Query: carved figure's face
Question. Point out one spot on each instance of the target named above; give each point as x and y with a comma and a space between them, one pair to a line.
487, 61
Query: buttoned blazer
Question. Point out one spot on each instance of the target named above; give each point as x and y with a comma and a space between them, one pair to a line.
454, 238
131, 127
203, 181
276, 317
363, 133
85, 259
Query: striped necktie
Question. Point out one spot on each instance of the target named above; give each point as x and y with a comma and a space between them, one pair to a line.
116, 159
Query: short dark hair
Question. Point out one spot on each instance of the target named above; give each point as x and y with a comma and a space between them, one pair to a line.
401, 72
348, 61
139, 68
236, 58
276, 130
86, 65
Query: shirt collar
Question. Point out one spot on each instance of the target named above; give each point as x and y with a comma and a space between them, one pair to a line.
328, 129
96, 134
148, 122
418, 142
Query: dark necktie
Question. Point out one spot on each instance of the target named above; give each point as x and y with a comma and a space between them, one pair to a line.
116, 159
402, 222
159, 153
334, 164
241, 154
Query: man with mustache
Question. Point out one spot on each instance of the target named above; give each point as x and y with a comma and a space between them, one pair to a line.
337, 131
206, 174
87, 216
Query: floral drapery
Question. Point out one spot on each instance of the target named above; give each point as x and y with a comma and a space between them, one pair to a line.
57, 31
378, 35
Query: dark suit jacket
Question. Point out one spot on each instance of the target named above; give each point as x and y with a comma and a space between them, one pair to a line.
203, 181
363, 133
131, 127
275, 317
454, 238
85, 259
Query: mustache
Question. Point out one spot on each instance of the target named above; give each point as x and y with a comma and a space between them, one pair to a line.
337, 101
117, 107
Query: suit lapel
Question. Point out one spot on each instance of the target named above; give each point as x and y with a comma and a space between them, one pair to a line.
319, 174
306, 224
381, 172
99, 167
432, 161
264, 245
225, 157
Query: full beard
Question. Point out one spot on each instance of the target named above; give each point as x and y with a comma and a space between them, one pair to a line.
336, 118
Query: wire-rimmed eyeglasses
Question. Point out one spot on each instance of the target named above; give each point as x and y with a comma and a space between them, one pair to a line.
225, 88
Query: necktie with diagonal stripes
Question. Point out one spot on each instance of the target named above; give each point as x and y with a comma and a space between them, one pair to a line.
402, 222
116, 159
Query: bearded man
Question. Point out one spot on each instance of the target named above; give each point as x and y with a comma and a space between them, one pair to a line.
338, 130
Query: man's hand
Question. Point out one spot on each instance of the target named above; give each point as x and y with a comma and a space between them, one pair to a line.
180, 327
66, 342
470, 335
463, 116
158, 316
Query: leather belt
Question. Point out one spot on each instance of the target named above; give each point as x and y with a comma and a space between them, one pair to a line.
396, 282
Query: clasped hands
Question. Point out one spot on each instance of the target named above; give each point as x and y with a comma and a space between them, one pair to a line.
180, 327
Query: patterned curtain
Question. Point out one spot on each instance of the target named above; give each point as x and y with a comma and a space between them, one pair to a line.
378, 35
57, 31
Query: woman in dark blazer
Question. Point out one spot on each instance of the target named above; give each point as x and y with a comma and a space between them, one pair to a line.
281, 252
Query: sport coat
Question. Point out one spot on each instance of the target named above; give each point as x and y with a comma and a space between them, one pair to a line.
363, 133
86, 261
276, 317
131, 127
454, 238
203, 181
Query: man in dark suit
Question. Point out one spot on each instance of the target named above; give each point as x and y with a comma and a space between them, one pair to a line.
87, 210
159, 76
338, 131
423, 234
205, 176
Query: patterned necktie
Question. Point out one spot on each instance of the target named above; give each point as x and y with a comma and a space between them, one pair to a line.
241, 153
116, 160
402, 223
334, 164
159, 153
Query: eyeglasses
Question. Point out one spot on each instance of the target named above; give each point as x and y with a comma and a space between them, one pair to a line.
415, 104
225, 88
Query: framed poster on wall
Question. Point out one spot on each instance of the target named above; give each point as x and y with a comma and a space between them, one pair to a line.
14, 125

What is needed
Reproduce all of the items above, substituting "one pair per line" for "one pair to a line" wherever it occurs and leaving everything else unchanged.

Finished answer
Query: carved figure's face
Question. Point out one spot on each instance of the target named above; give each point as x and y with a comma and a space between them, one pair per line.
487, 61
Query: buttoned blazer
Question. Point out one spot on each instance of the target named above; give each point as x and y with a comma and a space between them, one pair per line.
454, 238
131, 127
203, 181
276, 317
363, 133
85, 259
Query: striped necktie
Question. Point out one spot on each instance of the target named above; give each point as x and y with a comma and a space between them, one pair per line.
116, 159
Query: short dark hair
Question. Point out one spot on each instance of the target named above; give each point as x and y with a comma and a space between them, one pair per line.
401, 72
348, 61
139, 68
236, 58
276, 130
86, 65
Query: shirt collar
Question. Point out one spot on each instance of the target named above; give each point as x and y with a comma and a space between them, one pair per line.
328, 129
96, 134
148, 122
418, 142
Query: dark necktie
Question. Point out one spot on each instance of the target named above; give each point as x and y with a comma and a space between them, one pair per line.
116, 159
402, 222
159, 153
334, 164
241, 154
Query: man with mustache
Question. Point out one spot on each instance of the target named above; give each point as x and y with a comma and a space between them, one pair per line.
337, 131
206, 174
87, 216
Query: floral drapery
Question. Point out one spot on each instance of the target named above; give each point as x and y with a comma and a space between them, one pair per line.
57, 31
378, 35
Query: dark suit jacket
Question. Point out one spot on each instance of the target named above; give each point as x and y with a comma and a space between them, one pair per line.
203, 181
363, 133
131, 127
275, 317
454, 238
85, 259
Query: mustache
Question. Point out one spot on each instance of the target named above; give each point as x and y with a comma and a space between them, one pair per line.
337, 101
117, 107
Query: suit lapel
Question. Point out one spot on each instance of the target named above; give each point as x and y with a comma and a space between them, one pair per line.
319, 174
306, 224
381, 172
99, 167
432, 161
264, 245
225, 157
Query: full beard
Question. Point out one spot on each instance of the target named above; give each point as x and y with a comma and a space between them, one pair per line.
336, 118
Query: wire-rimmed eyeglasses
Question. Point out one spot on each instance of the target named above; give each point as x and y with a comma and a space between them, one pair per line.
225, 88
Query: necktie with diagonal stripes
Question. Point out one spot on each instance of the target named above; give each point as x and y with a comma and a space between them, one pair per line.
402, 222
116, 159
Query: bearded man
Question. Point out one spot on each instance of the target named above; give each point as x and y with a comma and a space between them, one pair per line.
338, 130
Query: man's hand
Question. Point out one spot on each instance of the target named above; give each point as x and y with a comma and a space between them, one pair per line.
180, 327
66, 342
470, 335
463, 116
158, 316
Query: leather belt
Question. Point out one spot on each instance of the target named above; give each point as x and y with a comma and a space between them, one pair per line.
396, 282
Query: clasped hands
Question. Point out one spot on each instance of the target named above; give each point as x and y with a comma and a space between them, one pair per line.
180, 327
Query: patterned curtain
Question. Point out one spot on each instance of the target named above; give each point as x and y with a comma and a space between them, one pair per line.
378, 35
57, 31
Query: woman in dark blazer
Question. Point out one spot on each instance of the target named above; give each point as x and y with a comma and a space between them, one pair per line.
281, 252
Query: sport coat
Question. Point out one spot on each instance of the target named above; give each point as x and y with a comma and a space between them, one pair per line.
363, 133
86, 261
276, 317
131, 127
454, 238
203, 181
Query: man in dark suit
Question. Point out one spot on each instance of the target named above; give each point as x and y with a comma and a space between them, one pair per line.
87, 210
159, 76
338, 131
423, 234
205, 176
Query: patterned necktie
Question. Point out one spot on each instance of the target named above; give each point as x and y with a comma and a space between them, one pair per line.
241, 153
116, 160
402, 223
334, 164
159, 153
Query: eyeglasses
Question. Point out one spot on each instance of the target named above; give each point as x and y with a comma and a space between them, one pair per line.
415, 104
225, 88
Query: framed poster on wall
Question. Point out one spot on each instance of the target named above; give each point as x and y with a comma and a space between them, one pair per line.
14, 125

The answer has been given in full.